Where the records below show a line containing "Target: red and white striped petal", start copying; end with the line containing "Target: yellow flower center", and copy it too.

Listed entries:
┌──
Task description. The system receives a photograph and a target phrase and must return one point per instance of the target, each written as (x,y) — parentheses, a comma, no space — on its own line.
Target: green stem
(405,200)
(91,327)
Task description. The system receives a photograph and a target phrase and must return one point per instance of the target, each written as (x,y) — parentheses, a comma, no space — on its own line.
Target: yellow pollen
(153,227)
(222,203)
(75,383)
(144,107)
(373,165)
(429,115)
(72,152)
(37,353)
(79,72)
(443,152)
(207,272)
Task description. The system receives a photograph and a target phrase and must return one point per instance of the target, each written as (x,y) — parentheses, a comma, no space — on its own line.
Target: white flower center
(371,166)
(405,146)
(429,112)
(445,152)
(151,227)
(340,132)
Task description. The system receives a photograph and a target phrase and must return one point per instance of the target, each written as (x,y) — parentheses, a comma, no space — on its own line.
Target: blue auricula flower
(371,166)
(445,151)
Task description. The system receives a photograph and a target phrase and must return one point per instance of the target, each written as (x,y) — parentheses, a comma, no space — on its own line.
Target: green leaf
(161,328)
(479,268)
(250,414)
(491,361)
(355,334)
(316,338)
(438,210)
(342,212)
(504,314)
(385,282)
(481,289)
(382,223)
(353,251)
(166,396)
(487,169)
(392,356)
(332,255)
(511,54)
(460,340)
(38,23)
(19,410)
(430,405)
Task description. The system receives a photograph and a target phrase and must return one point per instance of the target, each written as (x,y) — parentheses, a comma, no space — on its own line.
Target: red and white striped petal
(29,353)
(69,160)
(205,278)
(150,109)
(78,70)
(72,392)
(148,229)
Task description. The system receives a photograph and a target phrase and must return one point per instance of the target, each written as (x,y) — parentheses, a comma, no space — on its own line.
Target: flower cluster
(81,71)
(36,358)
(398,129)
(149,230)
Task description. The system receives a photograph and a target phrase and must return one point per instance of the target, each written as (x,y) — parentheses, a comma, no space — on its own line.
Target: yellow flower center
└──
┌──
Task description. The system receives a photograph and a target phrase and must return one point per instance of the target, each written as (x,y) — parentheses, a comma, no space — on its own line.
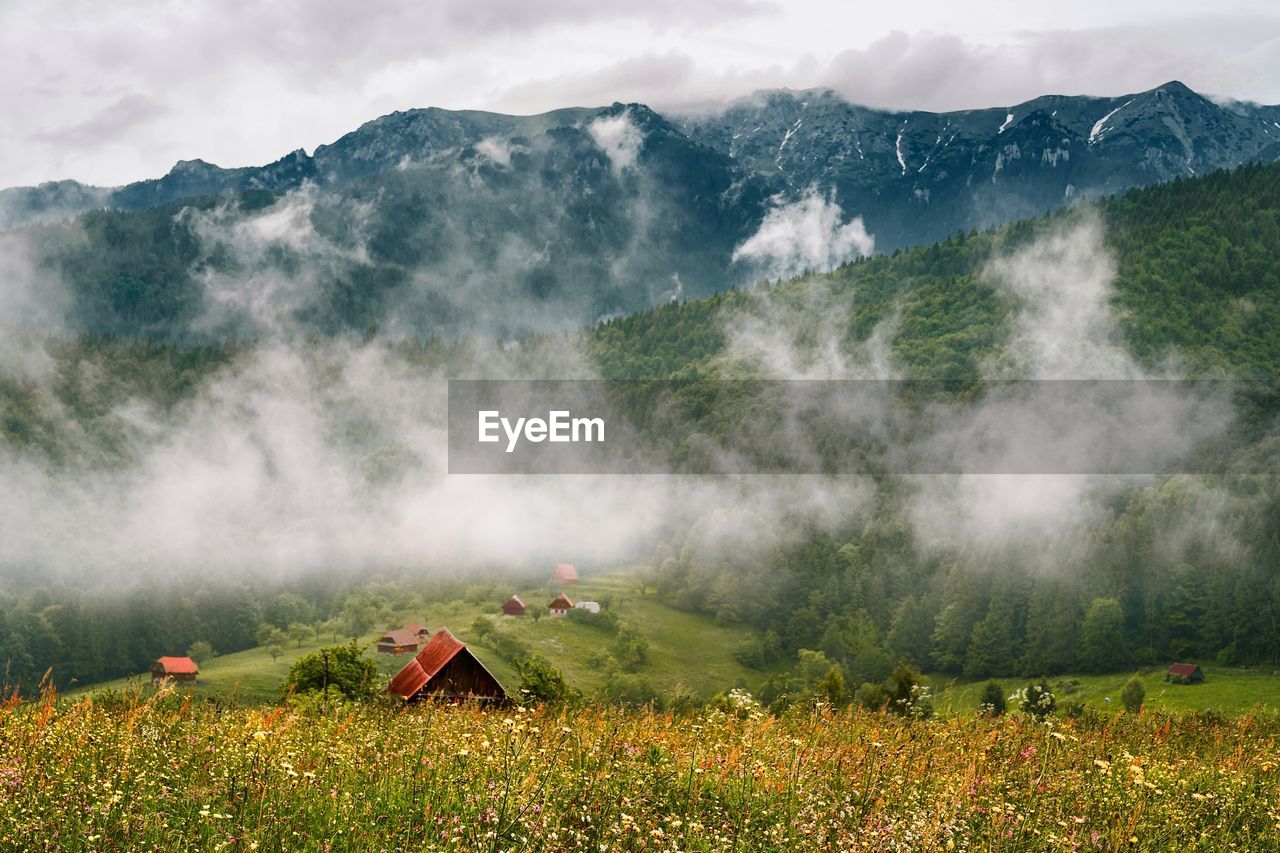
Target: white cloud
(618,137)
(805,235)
└──
Response area:
Target: red and white striped petal
(29,353)
(69,160)
(205,278)
(150,109)
(78,70)
(72,392)
(148,229)
Task description. The system receives a photograph and a target phrase and must return one point per instance of the target, each written as (x,y) — parentheses, a comma, no space — on its own line.
Target: flower cluster
(81,71)
(36,358)
(398,129)
(149,230)
Task description. The system receives a photograph and a target phrase and must return one point per instance of the target, each written as (x,y) — parentheses, a comma, no space — on its own line.
Target: yellow flower center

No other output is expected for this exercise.